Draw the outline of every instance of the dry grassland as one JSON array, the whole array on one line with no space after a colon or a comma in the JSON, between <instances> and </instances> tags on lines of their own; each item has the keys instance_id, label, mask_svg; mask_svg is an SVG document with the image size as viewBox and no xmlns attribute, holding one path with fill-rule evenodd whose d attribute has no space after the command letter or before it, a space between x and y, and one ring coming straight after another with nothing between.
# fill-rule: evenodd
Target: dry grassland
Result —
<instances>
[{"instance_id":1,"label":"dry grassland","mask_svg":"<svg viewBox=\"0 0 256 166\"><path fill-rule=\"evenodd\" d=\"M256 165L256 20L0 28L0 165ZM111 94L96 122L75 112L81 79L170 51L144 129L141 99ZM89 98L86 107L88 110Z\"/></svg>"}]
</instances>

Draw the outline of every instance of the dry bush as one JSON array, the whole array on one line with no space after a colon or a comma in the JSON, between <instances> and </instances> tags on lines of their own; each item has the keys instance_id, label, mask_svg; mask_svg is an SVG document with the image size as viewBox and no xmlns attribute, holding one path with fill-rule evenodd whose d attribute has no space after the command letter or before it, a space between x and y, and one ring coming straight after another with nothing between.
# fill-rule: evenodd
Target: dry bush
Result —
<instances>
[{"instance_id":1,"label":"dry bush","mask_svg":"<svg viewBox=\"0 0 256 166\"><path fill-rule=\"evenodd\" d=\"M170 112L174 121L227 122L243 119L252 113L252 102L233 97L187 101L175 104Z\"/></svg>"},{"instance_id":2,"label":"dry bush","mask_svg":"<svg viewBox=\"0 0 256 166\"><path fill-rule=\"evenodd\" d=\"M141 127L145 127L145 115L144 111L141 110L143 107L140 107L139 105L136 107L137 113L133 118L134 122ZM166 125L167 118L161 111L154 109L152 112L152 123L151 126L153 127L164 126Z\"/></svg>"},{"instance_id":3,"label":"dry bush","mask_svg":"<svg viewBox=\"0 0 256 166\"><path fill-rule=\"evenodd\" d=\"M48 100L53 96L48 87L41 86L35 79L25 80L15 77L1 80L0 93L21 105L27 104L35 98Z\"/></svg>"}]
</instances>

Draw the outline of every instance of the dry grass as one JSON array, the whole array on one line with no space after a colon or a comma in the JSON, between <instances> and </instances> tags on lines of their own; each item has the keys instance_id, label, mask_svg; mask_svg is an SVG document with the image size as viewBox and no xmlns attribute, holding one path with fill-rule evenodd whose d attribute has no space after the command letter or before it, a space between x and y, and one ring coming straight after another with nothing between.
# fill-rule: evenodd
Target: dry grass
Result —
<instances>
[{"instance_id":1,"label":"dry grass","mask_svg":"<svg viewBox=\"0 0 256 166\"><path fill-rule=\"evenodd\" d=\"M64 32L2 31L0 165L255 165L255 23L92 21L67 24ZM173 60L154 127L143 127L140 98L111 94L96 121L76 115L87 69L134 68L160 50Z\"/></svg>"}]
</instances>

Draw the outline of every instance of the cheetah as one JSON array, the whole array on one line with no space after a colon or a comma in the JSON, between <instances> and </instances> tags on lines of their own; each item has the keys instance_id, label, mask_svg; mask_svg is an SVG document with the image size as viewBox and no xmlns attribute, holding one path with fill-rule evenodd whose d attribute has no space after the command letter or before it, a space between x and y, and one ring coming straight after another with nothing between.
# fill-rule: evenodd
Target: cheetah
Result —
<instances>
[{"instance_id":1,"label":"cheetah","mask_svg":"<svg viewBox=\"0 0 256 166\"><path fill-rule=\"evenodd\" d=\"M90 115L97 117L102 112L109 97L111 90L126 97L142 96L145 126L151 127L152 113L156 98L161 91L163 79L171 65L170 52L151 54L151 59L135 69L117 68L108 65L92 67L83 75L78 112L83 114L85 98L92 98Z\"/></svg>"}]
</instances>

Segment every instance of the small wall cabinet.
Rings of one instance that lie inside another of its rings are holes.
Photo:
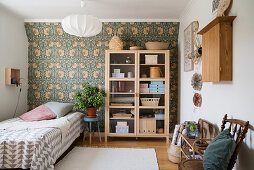
[[[20,69],[5,68],[5,85],[11,86],[20,83]]]
[[[217,17],[198,34],[202,35],[203,82],[232,81],[233,20]]]

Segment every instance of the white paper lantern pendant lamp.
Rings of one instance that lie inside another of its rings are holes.
[[[81,1],[81,6],[84,1]],[[91,15],[70,15],[62,21],[63,30],[78,37],[92,37],[98,35],[102,30],[100,20]]]

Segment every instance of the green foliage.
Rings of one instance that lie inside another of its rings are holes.
[[[188,125],[186,125],[186,127],[190,127],[191,133],[196,132],[198,125],[196,123],[189,123]]]
[[[91,86],[85,82],[82,84],[83,90],[76,92],[74,99],[74,109],[83,110],[85,108],[96,107],[97,109],[103,105],[103,98],[106,96],[104,90],[100,90],[97,86]]]

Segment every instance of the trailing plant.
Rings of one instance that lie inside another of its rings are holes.
[[[196,132],[198,125],[196,123],[190,122],[186,125],[186,127],[190,127],[191,133]]]
[[[100,90],[97,86],[91,86],[85,82],[83,89],[75,93],[74,109],[83,110],[85,108],[99,108],[103,105],[103,98],[106,96],[105,90]]]

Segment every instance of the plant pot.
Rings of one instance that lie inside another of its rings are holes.
[[[96,107],[90,107],[90,108],[86,108],[87,110],[87,118],[96,118],[97,115],[96,115],[96,111],[97,111],[97,108]]]

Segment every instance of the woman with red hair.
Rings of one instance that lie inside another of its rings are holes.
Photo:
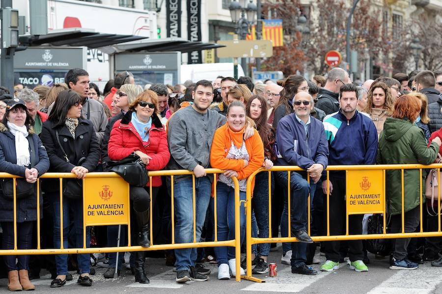
[[[428,165],[434,161],[441,145],[441,139],[435,138],[427,147],[423,131],[414,123],[420,110],[420,103],[415,97],[404,95],[398,98],[393,115],[386,120],[384,130],[379,138],[377,163]],[[405,233],[414,232],[419,225],[421,213],[419,203],[422,201],[420,185],[422,184],[424,190],[424,174],[423,173],[421,176],[419,176],[418,169],[405,170],[404,172]],[[391,233],[402,231],[402,185],[400,170],[386,172],[386,192],[391,217]],[[395,240],[390,269],[417,268],[417,264],[407,258],[407,247],[410,239],[403,238]]]

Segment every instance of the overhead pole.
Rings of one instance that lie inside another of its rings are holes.
[[[350,14],[348,15],[348,18],[347,19],[347,35],[346,37],[346,55],[347,59],[347,64],[348,66],[348,70],[350,71],[352,68],[352,58],[351,53],[350,53],[350,27],[352,25],[352,18],[353,17],[353,14],[355,13],[355,9],[356,9],[356,5],[358,5],[359,0],[353,0],[353,6],[350,10]]]
[[[1,10],[6,7],[12,7],[12,0],[1,0],[0,4]],[[8,30],[3,24],[3,18],[1,18],[1,56],[0,57],[0,86],[7,88],[11,93],[14,93],[14,54],[13,47],[3,48],[4,39]]]

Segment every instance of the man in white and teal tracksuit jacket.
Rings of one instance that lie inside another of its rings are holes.
[[[353,92],[353,85],[345,85],[341,90],[343,96],[343,88],[348,92]],[[356,90],[356,87],[355,87]],[[355,97],[356,97],[356,92]],[[345,95],[353,96],[347,93]],[[351,97],[353,99],[353,97]],[[341,98],[340,98],[340,102]],[[371,119],[356,110],[349,112],[348,107],[350,102],[341,102],[341,109],[346,107],[347,112],[342,110],[324,121],[326,137],[329,142],[329,165],[358,165],[374,164],[378,147],[378,133]],[[356,105],[356,104],[355,104]],[[354,113],[354,114],[353,114]],[[352,117],[351,116],[353,115]],[[345,172],[331,172],[330,188],[330,206],[328,217],[330,220],[330,235],[345,235],[346,233]],[[327,180],[323,177],[323,189],[327,191]],[[349,180],[354,180],[348,179]],[[324,207],[327,207],[327,197],[325,198]],[[326,215],[327,209],[324,209]],[[327,217],[327,215],[325,216]],[[362,234],[362,220],[363,215],[349,216],[349,234]],[[363,253],[362,241],[348,241],[348,257],[352,263],[351,268],[358,271],[366,271],[366,266],[363,265],[363,270],[358,270],[358,265],[353,262],[362,263]],[[327,262],[321,267],[321,270],[329,271],[339,268],[339,241],[326,242]],[[330,263],[329,262],[332,262]],[[327,263],[328,263],[328,264]],[[330,265],[332,265],[331,267]],[[363,263],[361,264],[363,265]]]

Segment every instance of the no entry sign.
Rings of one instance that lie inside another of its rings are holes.
[[[342,56],[336,50],[330,50],[326,54],[325,62],[330,66],[337,66],[342,60]]]

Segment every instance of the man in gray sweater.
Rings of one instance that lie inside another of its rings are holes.
[[[206,174],[210,167],[210,147],[215,130],[225,123],[225,117],[209,110],[213,88],[209,81],[196,83],[192,92],[193,104],[175,113],[169,121],[167,139],[170,160],[169,170],[188,170],[195,174],[196,241],[199,241],[212,190],[213,176]],[[193,237],[193,199],[191,176],[173,178],[173,199],[176,224],[176,243],[191,243]],[[175,249],[176,281],[206,281],[210,271],[198,272],[195,268],[196,248]],[[202,274],[203,273],[205,274]]]

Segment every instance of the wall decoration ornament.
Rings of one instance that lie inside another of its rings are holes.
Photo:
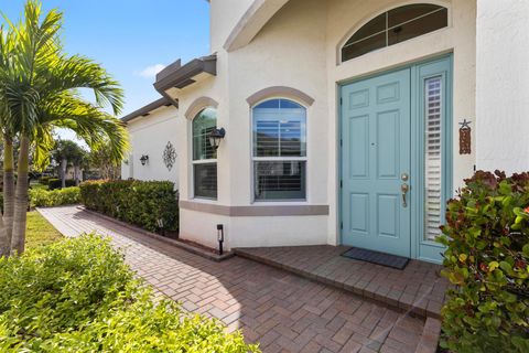
[[[163,163],[168,167],[168,170],[173,169],[174,163],[176,162],[176,150],[173,147],[171,141],[168,142],[165,149],[163,150]]]
[[[460,154],[471,154],[472,153],[472,129],[471,121],[466,119],[463,122],[460,122]]]

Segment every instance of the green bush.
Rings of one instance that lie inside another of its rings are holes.
[[[66,188],[72,188],[72,186],[75,186],[75,180],[65,180],[64,181],[65,184],[66,184]],[[50,179],[47,181],[47,185],[50,186],[50,190],[56,190],[56,189],[61,189],[61,186],[63,185],[63,182],[61,181],[61,179]]]
[[[83,204],[151,232],[158,220],[169,231],[179,228],[179,202],[169,181],[87,181],[80,184]]]
[[[442,309],[453,352],[529,352],[529,173],[479,171],[449,202]]]
[[[39,182],[43,185],[48,185],[51,179],[53,179],[53,176],[41,176],[41,179],[39,179]]]
[[[1,352],[258,352],[240,333],[153,301],[108,239],[0,259]]]
[[[80,189],[72,186],[58,190],[30,189],[31,207],[73,205],[80,202]]]

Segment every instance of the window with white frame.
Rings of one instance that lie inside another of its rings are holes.
[[[217,151],[209,135],[217,127],[217,110],[205,108],[193,119],[194,196],[217,199]]]
[[[253,197],[306,200],[306,109],[269,99],[252,109]]]

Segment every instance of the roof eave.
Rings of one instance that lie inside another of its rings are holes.
[[[173,103],[169,100],[166,97],[162,97],[160,99],[156,99],[147,106],[141,107],[140,109],[137,109],[129,115],[126,115],[125,117],[121,118],[121,121],[123,122],[130,122],[137,118],[148,116],[152,110],[155,110],[158,108],[161,108],[163,106],[171,106]]]
[[[206,73],[212,76],[217,75],[217,56],[209,55],[194,58],[187,64],[180,66],[180,61],[166,67],[159,73],[154,88],[163,95],[170,88],[185,88],[196,82],[198,75]]]

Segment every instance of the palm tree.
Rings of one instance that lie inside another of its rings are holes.
[[[17,24],[6,18],[10,35],[6,34],[4,41],[10,44],[0,86],[0,100],[7,110],[2,114],[4,140],[15,136],[20,140],[11,236],[11,249],[19,254],[25,242],[32,146],[33,160],[40,167],[48,162],[52,132],[57,127],[74,130],[90,148],[109,142],[116,159],[122,159],[128,149],[125,127],[101,110],[110,106],[114,114],[119,114],[123,101],[119,84],[97,63],[62,52],[61,12],[51,10],[42,15],[40,2],[29,0],[23,17]],[[78,88],[91,89],[96,103],[82,99]]]
[[[75,183],[78,184],[79,164],[84,158],[85,151],[74,141],[58,140],[55,142],[53,158],[60,162],[61,170],[61,188],[66,188],[66,171],[68,165],[75,169]]]

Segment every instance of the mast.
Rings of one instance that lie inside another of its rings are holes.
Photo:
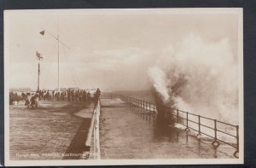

(The exercise) Find every line above that contains the word "white", and copy each of those lines in full.

(Written answer)
Segment every instance of the white paper lantern pendant lamp.
Segment every instance of the man in white and teal tracksuit jacket.
Segment every instance of the window with white frame.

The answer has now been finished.